*** DATA EXCERPTS ***
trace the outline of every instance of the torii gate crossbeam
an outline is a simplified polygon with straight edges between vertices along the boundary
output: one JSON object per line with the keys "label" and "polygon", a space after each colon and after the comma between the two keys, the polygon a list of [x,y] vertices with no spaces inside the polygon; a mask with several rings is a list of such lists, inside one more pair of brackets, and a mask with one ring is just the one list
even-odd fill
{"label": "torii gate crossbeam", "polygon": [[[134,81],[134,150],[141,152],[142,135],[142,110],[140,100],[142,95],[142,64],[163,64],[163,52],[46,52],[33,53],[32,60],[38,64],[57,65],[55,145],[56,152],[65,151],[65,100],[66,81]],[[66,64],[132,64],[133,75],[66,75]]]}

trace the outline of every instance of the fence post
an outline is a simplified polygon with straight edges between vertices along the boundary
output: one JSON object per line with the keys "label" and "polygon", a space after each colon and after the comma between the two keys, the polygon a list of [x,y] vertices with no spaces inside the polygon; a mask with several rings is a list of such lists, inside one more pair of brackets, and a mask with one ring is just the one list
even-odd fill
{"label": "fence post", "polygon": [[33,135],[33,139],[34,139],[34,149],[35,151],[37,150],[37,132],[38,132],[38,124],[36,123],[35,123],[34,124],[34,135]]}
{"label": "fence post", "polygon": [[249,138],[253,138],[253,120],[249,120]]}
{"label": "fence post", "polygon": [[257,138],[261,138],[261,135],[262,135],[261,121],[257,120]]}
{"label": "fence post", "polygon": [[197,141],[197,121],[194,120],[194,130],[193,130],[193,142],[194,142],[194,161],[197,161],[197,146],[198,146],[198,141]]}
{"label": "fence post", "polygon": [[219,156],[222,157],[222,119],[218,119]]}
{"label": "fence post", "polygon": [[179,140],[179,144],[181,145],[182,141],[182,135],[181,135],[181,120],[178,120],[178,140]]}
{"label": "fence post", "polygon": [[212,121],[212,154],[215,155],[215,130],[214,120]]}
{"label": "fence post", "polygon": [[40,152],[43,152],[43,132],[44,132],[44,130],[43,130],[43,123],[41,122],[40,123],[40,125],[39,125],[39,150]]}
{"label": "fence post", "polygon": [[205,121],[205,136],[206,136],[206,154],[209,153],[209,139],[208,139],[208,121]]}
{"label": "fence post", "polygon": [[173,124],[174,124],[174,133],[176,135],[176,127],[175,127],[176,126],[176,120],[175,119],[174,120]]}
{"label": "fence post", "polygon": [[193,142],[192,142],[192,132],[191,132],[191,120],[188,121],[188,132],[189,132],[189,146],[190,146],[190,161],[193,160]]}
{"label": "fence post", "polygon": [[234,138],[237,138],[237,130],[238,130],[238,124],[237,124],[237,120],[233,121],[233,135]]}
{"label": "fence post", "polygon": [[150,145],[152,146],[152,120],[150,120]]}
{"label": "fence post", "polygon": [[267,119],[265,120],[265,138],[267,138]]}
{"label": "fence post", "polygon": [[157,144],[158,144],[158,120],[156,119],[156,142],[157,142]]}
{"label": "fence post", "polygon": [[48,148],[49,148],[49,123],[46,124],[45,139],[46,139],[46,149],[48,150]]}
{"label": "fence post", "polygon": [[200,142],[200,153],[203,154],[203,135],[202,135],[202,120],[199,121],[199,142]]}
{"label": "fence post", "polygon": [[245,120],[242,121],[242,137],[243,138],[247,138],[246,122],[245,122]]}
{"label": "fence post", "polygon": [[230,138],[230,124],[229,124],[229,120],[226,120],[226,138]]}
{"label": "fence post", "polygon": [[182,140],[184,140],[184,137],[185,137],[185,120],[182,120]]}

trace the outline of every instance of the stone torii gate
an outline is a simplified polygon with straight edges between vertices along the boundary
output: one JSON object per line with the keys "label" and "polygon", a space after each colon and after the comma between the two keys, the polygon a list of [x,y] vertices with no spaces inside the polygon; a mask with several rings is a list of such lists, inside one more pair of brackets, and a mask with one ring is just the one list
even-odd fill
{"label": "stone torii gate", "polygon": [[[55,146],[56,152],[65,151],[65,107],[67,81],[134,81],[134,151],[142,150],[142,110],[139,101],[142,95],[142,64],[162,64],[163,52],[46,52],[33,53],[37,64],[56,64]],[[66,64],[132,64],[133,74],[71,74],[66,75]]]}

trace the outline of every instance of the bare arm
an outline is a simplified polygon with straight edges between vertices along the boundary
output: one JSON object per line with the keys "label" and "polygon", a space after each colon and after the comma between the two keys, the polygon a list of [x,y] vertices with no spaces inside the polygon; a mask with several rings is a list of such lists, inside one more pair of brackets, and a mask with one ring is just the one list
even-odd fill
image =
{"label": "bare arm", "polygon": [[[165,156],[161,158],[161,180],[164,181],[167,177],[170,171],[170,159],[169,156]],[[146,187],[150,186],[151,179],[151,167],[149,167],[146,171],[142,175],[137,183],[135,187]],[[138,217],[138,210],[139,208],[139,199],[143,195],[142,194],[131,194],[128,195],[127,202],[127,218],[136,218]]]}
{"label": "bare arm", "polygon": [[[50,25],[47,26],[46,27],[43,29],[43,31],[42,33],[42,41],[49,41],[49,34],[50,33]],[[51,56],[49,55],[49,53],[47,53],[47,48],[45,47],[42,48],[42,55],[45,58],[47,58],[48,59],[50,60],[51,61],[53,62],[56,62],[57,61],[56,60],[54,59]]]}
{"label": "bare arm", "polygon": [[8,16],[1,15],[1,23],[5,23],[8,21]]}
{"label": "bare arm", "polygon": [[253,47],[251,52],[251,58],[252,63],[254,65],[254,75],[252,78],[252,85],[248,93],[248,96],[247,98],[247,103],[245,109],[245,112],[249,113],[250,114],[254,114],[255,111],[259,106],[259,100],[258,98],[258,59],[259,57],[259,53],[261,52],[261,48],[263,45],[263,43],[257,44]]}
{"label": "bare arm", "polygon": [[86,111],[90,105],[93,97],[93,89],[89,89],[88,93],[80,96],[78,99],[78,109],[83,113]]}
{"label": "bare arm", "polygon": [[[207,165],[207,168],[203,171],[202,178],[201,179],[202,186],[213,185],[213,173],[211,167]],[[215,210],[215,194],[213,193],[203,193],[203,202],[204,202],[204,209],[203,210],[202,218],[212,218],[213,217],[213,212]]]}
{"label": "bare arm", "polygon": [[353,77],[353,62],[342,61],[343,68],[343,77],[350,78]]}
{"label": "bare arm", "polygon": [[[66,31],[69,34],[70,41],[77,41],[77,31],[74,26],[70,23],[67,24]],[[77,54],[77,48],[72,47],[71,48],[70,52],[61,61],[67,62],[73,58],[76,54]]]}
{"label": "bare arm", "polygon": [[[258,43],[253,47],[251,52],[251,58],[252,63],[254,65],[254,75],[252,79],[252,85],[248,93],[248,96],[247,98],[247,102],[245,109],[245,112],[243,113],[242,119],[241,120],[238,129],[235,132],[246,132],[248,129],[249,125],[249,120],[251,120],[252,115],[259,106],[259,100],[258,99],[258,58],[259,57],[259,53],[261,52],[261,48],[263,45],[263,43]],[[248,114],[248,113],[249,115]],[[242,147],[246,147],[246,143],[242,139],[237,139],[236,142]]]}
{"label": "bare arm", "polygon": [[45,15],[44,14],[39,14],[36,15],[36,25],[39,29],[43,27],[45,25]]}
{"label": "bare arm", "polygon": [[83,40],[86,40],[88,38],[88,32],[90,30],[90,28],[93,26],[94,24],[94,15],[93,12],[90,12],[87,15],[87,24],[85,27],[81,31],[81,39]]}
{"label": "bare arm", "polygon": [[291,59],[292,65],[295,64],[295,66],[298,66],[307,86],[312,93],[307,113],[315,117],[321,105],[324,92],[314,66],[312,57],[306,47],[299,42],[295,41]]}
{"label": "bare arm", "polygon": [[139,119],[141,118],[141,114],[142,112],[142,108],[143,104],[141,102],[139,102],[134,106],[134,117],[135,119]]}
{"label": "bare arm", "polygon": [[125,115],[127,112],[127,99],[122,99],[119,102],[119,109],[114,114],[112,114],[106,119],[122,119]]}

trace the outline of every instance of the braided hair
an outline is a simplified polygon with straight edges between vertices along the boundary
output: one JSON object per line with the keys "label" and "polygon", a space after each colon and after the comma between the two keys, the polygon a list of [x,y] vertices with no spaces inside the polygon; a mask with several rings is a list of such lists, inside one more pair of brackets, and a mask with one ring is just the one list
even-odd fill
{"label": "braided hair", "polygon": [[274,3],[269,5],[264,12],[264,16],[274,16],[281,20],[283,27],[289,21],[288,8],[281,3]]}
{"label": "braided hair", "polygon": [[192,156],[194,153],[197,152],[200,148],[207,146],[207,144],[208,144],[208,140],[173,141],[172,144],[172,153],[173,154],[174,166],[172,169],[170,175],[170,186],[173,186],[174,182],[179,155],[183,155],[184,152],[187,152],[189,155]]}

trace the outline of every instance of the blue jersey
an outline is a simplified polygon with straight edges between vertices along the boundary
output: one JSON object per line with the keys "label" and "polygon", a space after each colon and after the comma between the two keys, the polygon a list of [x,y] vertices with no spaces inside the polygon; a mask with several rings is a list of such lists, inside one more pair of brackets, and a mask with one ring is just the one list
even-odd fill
***
▶ **GIVEN TASK**
Reproduce verbatim only the lines of the rows beginning with the line that contains "trace the outline of every instance of the braided" and running through the last line of the rows, both ends included.

▶ **RESULT OF THE TASK**
trace the outline of every instance of the braided hair
an outline is a simplified polygon with straight edges between vertices along the boundary
output: one JSON object per line with the keys "label" and "polygon", a space after each colon and after the comma between the two keys, the polygon a list of [x,y] vertices with no spaces inside the polygon; a mask with several rings is a list of such lists, inside one more pair of brackets, and a mask with one ring is just the one list
even-odd fill
{"label": "braided hair", "polygon": [[274,3],[269,5],[264,12],[264,16],[274,16],[281,20],[283,27],[289,21],[288,8],[281,3]]}
{"label": "braided hair", "polygon": [[192,156],[194,153],[197,152],[200,148],[207,146],[207,144],[208,144],[208,140],[173,141],[172,144],[172,153],[173,154],[174,166],[172,169],[170,175],[170,186],[173,186],[174,182],[179,155],[183,155],[184,152],[187,152],[189,155]]}

trace the outline of every instance of the blue jersey
an outline is a simplified polygon with straight edges between vertices along the boundary
output: one JSON object per line with the keys "label" and "polygon", a space after each colon and after the comma between the two keys, the polygon a list of [x,y] vertices with no spaces inside the polygon; a mask with several rings is a list of such lists, inside one more pair of brackets, and a mask with one ring is just the one list
even-odd fill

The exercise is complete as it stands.